- _Ce qu'il faut produire_
Recopiez le passage du texte sur les courriers anonymes reçus par Helena qui commence à « Quelques semaines plus » et se termine à « instaurer une confiance. ».

- _Texte fourni_
+---+
À l’automne 2001, Helena commence à recevoir d’étranges courriers anonymes. Le premier, daté du 17 septembre, est accompagné d’un croissant et d’une bouteille d’horchata, sa boisson préférée. Le mot, au ton faussement joyeux, parle de jeux, de devinettes, et est signé d’un mystérieux « nous ».

Quelques semaines plus tard, un second message arrive, cette fois avec un jus de fruit. Le ton a changé : plus sérieux, plus personnel, presque intrusif. Helena boit. Très vite, son corps lâche, sa tête se brouille. Quelque chose ne va pas. Elle fait analyser la boisson. Le résultat est implacable : elle a ingéré des benzodiazépines, un sédatif puissant, utilisé pour plonger quelqu’un dans l’inconscience sans laisser de traces visibles. Un poison silencieux. Peut-être a-t-elle déjà un doute. Peut-être sent-elle que quelque chose cloche autour d’elle. L’agresseur ne cherchait pas à faire peur mais à instaurer une confiance.
+---+
- _Liste des entrées_
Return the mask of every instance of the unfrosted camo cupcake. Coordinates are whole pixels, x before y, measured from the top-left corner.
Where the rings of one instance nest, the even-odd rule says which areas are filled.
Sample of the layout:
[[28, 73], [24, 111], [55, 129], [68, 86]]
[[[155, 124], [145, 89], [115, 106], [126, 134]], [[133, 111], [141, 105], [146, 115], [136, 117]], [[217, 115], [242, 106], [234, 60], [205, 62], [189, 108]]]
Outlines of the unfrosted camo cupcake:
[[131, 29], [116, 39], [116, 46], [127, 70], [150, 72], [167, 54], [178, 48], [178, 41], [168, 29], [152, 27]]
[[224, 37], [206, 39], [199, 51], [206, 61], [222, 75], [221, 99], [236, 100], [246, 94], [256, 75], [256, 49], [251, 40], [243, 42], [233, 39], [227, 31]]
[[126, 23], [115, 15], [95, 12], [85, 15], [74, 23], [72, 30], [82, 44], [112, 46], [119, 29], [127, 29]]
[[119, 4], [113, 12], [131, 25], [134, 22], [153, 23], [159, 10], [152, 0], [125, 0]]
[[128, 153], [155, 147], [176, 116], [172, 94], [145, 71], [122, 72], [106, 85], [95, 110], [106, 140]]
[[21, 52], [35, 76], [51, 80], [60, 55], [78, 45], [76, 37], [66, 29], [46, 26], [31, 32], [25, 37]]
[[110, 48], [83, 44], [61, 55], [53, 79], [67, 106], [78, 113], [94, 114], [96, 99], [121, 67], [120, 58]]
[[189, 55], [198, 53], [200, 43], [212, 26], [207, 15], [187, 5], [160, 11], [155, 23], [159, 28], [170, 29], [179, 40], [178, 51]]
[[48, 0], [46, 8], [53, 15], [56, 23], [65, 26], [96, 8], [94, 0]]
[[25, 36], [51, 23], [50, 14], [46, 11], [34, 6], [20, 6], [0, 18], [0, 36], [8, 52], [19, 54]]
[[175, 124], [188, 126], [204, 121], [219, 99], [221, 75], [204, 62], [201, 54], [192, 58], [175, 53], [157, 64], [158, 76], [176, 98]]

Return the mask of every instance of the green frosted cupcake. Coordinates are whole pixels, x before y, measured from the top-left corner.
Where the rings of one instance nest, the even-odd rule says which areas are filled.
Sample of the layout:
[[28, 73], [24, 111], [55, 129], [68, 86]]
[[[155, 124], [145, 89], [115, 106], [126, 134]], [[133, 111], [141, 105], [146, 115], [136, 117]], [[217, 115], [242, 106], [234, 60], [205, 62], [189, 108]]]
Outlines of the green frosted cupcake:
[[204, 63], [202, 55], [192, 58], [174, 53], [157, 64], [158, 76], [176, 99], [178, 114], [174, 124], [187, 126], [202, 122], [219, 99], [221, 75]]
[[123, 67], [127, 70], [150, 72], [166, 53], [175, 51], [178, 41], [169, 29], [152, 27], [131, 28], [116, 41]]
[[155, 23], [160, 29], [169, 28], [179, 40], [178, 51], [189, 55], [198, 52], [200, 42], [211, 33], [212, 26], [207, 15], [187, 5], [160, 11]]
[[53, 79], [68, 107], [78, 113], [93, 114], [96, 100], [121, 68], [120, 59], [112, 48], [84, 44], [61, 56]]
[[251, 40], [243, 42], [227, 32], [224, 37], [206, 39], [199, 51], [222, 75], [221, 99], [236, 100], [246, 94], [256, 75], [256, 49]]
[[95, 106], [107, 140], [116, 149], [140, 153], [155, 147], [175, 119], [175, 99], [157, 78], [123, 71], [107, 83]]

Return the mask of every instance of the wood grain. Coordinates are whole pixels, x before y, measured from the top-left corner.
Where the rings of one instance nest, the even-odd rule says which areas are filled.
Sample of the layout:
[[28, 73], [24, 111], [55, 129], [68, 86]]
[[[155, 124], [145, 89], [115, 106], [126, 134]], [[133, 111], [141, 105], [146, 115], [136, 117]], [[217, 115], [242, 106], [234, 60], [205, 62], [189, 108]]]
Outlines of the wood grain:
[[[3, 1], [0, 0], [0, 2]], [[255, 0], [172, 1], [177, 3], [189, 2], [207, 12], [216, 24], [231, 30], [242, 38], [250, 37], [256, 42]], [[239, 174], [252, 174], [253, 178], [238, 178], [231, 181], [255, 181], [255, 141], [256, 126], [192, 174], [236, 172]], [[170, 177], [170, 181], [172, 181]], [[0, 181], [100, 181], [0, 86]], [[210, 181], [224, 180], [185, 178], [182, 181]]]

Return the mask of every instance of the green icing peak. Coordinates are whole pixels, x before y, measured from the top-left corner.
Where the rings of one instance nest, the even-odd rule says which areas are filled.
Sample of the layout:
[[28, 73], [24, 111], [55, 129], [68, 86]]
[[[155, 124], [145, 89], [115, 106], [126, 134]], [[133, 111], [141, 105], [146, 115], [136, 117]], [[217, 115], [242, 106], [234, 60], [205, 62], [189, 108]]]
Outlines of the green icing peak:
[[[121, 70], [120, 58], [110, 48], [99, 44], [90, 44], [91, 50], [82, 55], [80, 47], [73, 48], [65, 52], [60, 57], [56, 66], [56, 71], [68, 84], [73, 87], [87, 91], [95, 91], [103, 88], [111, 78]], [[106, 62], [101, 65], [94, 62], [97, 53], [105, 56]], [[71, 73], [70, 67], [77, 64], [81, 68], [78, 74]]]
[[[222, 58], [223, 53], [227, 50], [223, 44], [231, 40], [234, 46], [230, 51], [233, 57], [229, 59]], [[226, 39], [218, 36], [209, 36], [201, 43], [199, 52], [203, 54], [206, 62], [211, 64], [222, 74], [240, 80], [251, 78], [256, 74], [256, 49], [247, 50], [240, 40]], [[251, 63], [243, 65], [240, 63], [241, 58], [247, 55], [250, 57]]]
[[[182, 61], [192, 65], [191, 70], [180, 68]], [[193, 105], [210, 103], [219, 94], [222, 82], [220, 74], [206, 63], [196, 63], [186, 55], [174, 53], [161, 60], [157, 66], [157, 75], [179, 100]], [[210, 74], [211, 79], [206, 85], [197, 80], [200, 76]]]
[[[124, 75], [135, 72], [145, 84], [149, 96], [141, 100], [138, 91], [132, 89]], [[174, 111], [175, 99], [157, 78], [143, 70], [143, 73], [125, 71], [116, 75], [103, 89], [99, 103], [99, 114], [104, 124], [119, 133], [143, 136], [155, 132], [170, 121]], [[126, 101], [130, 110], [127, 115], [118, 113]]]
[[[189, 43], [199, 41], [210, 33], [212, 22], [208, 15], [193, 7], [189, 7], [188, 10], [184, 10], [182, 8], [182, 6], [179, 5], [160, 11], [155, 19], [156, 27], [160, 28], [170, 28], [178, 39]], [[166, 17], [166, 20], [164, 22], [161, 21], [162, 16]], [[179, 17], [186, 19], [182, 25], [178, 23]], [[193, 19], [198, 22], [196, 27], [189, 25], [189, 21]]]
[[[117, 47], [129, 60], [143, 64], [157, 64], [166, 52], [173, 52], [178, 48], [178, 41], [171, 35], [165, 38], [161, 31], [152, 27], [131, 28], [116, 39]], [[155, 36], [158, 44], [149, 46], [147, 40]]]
+---+
- _Réponse_
Quelques semaines plus tard, un second message arrive, cette fois avec un jus de fruit. Le ton a changé : plus sérieux, plus personnel, presque intrusif. Helena boit. Très vite, son corps lâche, sa tête se brouille. Quelque chose ne va pas. Elle fait analyser la boisson. Le résultat est implacable : elle a ingéré des benzodiazépines, un sédatif puissant, utilisé pour plonger quelqu’un dans l’inconscience sans laisser de traces visibles. Un poison silencieux. Peut-être a-t-elle déjà un doute. Peut-être sent-elle que quelque chose cloche autour d’elle. L’agresseur ne cherchait pas à faire peur mais à instaurer une confiance.